• **Set exercise**: Rewrite every one of the following records, substituting "most recent frame" for "latest snapshot" wherever it occurs and leaving everything else as it is. Omit the pictures from your answer.

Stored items
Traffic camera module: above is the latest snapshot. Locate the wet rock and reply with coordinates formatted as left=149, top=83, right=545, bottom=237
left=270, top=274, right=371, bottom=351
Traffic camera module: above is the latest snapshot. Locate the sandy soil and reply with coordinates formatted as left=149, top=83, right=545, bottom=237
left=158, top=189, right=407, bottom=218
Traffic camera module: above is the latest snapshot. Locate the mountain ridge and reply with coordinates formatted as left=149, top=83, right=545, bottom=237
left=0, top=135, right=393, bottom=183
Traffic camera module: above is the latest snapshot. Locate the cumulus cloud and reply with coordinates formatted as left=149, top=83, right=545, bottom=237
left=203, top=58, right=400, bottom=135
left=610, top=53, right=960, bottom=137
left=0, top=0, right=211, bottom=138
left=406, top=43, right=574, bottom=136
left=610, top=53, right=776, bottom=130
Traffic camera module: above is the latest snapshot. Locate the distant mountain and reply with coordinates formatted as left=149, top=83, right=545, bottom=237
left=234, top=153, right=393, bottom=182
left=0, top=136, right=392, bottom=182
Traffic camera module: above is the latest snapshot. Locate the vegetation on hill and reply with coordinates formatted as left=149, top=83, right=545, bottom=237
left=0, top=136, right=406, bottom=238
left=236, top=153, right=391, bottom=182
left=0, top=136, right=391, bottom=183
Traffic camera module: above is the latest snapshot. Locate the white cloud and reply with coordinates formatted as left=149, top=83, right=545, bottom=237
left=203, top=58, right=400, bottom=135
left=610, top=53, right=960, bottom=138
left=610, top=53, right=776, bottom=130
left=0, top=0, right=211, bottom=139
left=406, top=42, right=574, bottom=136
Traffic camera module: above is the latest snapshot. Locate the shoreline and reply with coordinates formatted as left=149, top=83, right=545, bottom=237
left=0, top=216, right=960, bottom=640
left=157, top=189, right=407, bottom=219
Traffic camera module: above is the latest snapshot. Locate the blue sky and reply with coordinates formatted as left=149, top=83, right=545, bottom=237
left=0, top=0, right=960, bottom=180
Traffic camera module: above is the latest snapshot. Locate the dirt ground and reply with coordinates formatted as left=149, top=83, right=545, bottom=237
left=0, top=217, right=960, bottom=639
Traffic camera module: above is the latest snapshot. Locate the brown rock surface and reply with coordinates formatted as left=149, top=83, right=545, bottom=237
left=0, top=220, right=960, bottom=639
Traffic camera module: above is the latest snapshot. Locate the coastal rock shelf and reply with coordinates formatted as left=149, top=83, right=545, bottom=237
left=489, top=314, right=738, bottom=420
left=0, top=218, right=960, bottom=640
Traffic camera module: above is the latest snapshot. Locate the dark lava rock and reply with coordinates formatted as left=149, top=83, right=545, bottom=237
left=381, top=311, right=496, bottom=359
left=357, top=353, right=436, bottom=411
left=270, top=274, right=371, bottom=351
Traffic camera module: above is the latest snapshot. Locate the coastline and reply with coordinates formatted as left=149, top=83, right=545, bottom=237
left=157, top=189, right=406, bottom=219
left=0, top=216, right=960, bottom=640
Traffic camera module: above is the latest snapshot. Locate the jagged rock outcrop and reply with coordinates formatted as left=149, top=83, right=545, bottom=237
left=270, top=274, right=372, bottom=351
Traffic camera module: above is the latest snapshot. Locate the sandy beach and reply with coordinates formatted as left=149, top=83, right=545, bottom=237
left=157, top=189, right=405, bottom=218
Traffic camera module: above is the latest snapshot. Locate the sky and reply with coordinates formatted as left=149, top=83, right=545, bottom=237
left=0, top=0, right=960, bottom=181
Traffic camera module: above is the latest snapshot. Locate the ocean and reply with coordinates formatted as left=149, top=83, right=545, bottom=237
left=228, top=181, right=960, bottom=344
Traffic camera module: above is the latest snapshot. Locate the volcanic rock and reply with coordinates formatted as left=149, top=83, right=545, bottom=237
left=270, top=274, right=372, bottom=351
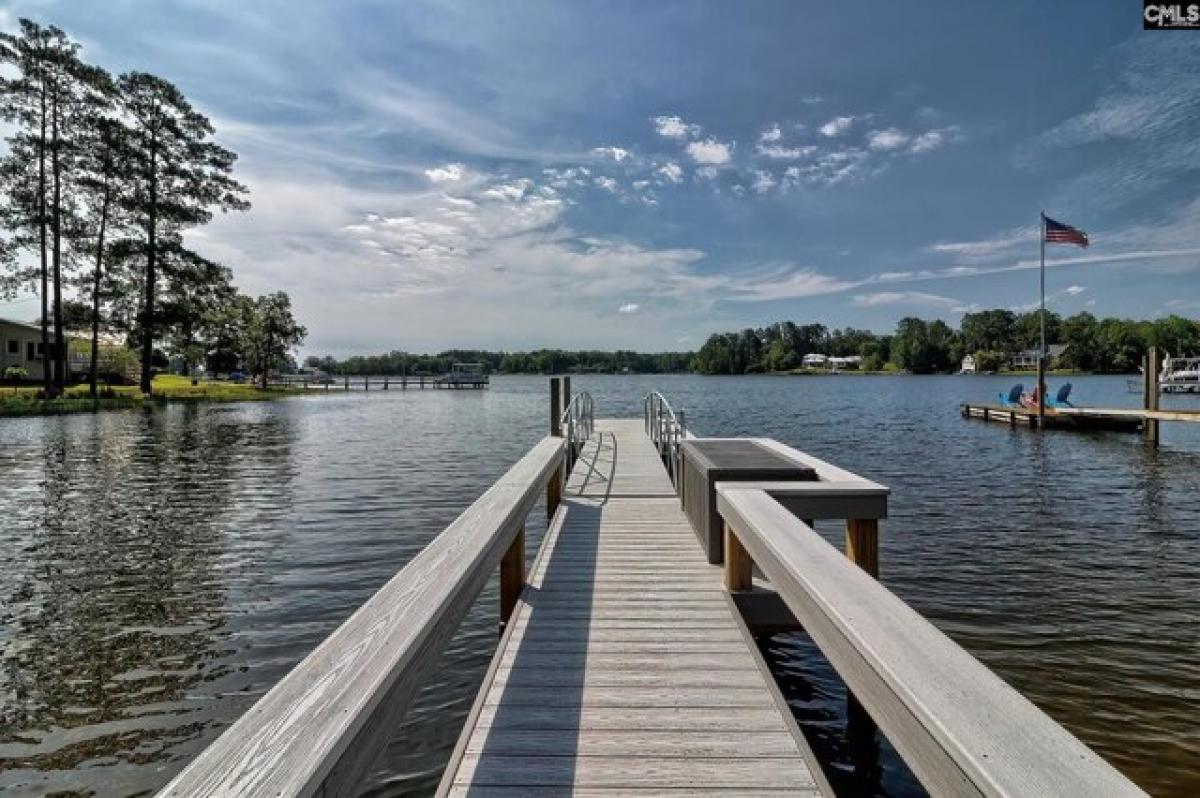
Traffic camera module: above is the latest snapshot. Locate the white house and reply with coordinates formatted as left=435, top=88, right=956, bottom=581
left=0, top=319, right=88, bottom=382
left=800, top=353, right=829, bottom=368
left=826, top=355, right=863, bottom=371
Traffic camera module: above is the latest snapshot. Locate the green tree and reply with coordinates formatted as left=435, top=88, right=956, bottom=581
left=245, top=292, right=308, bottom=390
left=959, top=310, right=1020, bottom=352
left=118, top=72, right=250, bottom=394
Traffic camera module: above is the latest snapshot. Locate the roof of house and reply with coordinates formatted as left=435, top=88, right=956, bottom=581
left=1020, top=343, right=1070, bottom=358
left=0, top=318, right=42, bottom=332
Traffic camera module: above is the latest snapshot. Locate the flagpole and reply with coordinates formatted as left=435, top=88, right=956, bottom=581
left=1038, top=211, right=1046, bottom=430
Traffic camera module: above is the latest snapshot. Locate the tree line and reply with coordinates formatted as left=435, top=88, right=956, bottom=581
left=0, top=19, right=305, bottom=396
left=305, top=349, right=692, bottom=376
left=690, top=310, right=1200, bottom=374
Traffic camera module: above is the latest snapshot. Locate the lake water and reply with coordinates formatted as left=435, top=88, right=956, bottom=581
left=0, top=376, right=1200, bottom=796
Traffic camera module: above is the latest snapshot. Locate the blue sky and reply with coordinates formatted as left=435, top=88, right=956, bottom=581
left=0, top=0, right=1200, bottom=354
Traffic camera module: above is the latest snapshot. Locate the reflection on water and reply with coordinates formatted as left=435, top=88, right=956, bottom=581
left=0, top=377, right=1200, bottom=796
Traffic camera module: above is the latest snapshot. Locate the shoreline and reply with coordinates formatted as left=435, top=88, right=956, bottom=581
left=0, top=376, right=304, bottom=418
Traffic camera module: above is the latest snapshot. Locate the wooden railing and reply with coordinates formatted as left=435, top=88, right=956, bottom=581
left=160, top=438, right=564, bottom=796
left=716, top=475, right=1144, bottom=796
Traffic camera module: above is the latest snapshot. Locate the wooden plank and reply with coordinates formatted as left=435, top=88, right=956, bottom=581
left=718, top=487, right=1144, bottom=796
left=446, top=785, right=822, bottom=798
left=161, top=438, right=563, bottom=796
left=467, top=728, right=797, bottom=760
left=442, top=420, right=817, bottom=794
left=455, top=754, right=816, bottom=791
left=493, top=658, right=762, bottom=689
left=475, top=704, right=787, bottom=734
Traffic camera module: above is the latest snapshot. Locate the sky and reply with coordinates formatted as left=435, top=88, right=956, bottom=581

• **In response**:
Traffic camera module: above is the most recent frame. Locate the wet rock and reply with coordinates formatted as left=149, top=83, right=545, bottom=237
left=270, top=274, right=371, bottom=351
Traffic camera module: above is the most recent frame. Locate the sandy soil and reply with coordinates formatted as left=149, top=83, right=545, bottom=237
left=158, top=189, right=407, bottom=218
Traffic camera module: above is the most recent frame. Locate the mountain ridge and reply with coordinates formatted as left=149, top=83, right=545, bottom=237
left=0, top=135, right=393, bottom=183
Traffic camera module: above is the most recent frame. Locate the cumulus cloud and reply with coordinates formatted as left=149, top=83, right=545, bottom=237
left=203, top=58, right=400, bottom=135
left=610, top=53, right=960, bottom=137
left=0, top=0, right=211, bottom=138
left=406, top=43, right=574, bottom=136
left=610, top=53, right=776, bottom=130
Traffic camera module: above is the most recent frame. Locate the distant mountain and reply with coordinates formatted as left=149, top=83, right=545, bottom=237
left=234, top=153, right=393, bottom=182
left=0, top=136, right=392, bottom=182
Traffic camera module: above is the most recent frame. Locate the vegetation on hill and reply with coordinates formatted as left=149, top=83, right=545, bottom=237
left=0, top=136, right=406, bottom=238
left=236, top=153, right=391, bottom=182
left=0, top=136, right=391, bottom=183
Traffic camera module: above is the most recent frame. Locate the white cloud and reply with coordinates formatted as left=149, top=83, right=545, bottom=237
left=203, top=58, right=400, bottom=135
left=610, top=53, right=960, bottom=138
left=610, top=53, right=776, bottom=130
left=0, top=0, right=211, bottom=139
left=406, top=42, right=574, bottom=136
Traffic camera module: above is the most recent frame. Locate the shoreline and reply with coordinates formatted as left=149, top=83, right=545, bottom=237
left=0, top=216, right=960, bottom=640
left=157, top=189, right=407, bottom=219
Traffic camera module: above is the most recent frame. Locate the blue sky and reply with coordinates formatted as left=149, top=83, right=545, bottom=237
left=0, top=0, right=960, bottom=180
Traffic camera module: above is the most recent frame. Locate the dirt ground and reply with coordinates formatted as left=149, top=83, right=545, bottom=237
left=0, top=217, right=960, bottom=639
Traffic camera module: above is the most recent frame. Locate the brown rock surface and reply with coordinates formatted as left=149, top=83, right=545, bottom=237
left=0, top=220, right=960, bottom=639
Traffic camera module: above is the most recent frame. Locate the coastal rock shelf and reply with coordinates formatted as left=149, top=83, right=545, bottom=237
left=489, top=314, right=738, bottom=420
left=0, top=218, right=960, bottom=640
Traffic camera module: above is the most recent frame. Locate the dark lava rock and reply with coordinates formatted as left=149, top=83, right=545, bottom=237
left=381, top=311, right=496, bottom=359
left=357, top=353, right=436, bottom=411
left=270, top=274, right=371, bottom=351
Traffic camera module: above is the most recent frame. Locate the coastline and reply with coordinates formatted as left=149, top=83, right=545, bottom=237
left=157, top=189, right=406, bottom=219
left=0, top=216, right=960, bottom=640
Traffic camera module: above is the most recent frame. Locate the jagged rock outcrop and reply with coordinates formatted as left=149, top=83, right=545, bottom=237
left=270, top=274, right=372, bottom=351
Traffic camera module: above is the most recent frame. Locate the sandy beach and reply with coordinates formatted as left=149, top=83, right=545, bottom=237
left=157, top=189, right=405, bottom=218
Traffic camera module: above is the most recent frame. Locate the sky and reply with coordinates formatted as left=149, top=83, right=545, bottom=237
left=0, top=0, right=960, bottom=181
Traffic camera module: above is the most recent frame. Locate the ocean and reply with coordinates formatted as left=149, top=83, right=545, bottom=237
left=228, top=181, right=960, bottom=344
Traffic camera module: above is the most recent frame. Locate the volcanic rock and reply with coordinates formatted as left=149, top=83, right=545, bottom=237
left=270, top=274, right=372, bottom=351
Traffic camera module: above is the most recent frame. Locate the white house and reply with coordinates formatted as left=435, top=88, right=956, bottom=581
left=0, top=319, right=88, bottom=382
left=800, top=353, right=829, bottom=368
left=826, top=355, right=863, bottom=371
Traffic camera module: above is the most recent frame. Locate the green tree and reply with coordinates formatted as left=435, top=88, right=956, bottom=581
left=245, top=292, right=308, bottom=390
left=959, top=310, right=1020, bottom=352
left=118, top=72, right=250, bottom=394
Traffic camera module: above is the most recent frame. Locate the roof of house and reply with coordinates formatted as left=435, top=88, right=956, bottom=581
left=1020, top=343, right=1070, bottom=358
left=0, top=318, right=42, bottom=332
Traffic camera module: above is the most recent frame. Locate the flagpole and reply with coordinates formatted as left=435, top=88, right=956, bottom=581
left=1038, top=211, right=1046, bottom=430
Traffic camera module: above is the most recent frame. Locate the tree line and reply with coordinates formatted as left=435, top=88, right=956, bottom=581
left=0, top=19, right=305, bottom=396
left=305, top=349, right=692, bottom=376
left=690, top=310, right=1200, bottom=374
Traffic camera module: above is the most recent frame. Locate the lake water and reply with coordinates formatted as left=435, top=88, right=956, bottom=581
left=0, top=376, right=1200, bottom=796
Traffic camera module: above is the most recent frame. Locate the blue sky and reply with coordinates formatted as left=435, top=88, right=956, bottom=581
left=0, top=0, right=1200, bottom=354
Traffic camera module: above is the most recent frame. Locate the reflection on water and reply with coordinates formatted as left=435, top=88, right=956, bottom=581
left=0, top=377, right=1200, bottom=796
Traffic camera module: above is the most recent frame. Locate the shoreline and reply with coordinates formatted as left=435, top=88, right=956, bottom=581
left=0, top=376, right=304, bottom=418
Traffic camera module: above is the most recent frame. Locate the wooden railing and reply with coordinates formatted as left=435, top=88, right=956, bottom=581
left=160, top=438, right=564, bottom=796
left=716, top=475, right=1144, bottom=796
Traffic camera module: above is the most recent frame. Locate the wooden plank and reply with coordinates formatted as left=435, top=88, right=956, bottom=581
left=718, top=487, right=1144, bottom=796
left=446, top=785, right=822, bottom=798
left=161, top=438, right=563, bottom=796
left=467, top=728, right=797, bottom=760
left=442, top=420, right=817, bottom=794
left=455, top=754, right=816, bottom=791
left=493, top=658, right=762, bottom=689
left=475, top=704, right=787, bottom=734
Traffic camera module: above is the most recent frame. Locate the sky and reply with coordinates formatted as left=435, top=88, right=956, bottom=581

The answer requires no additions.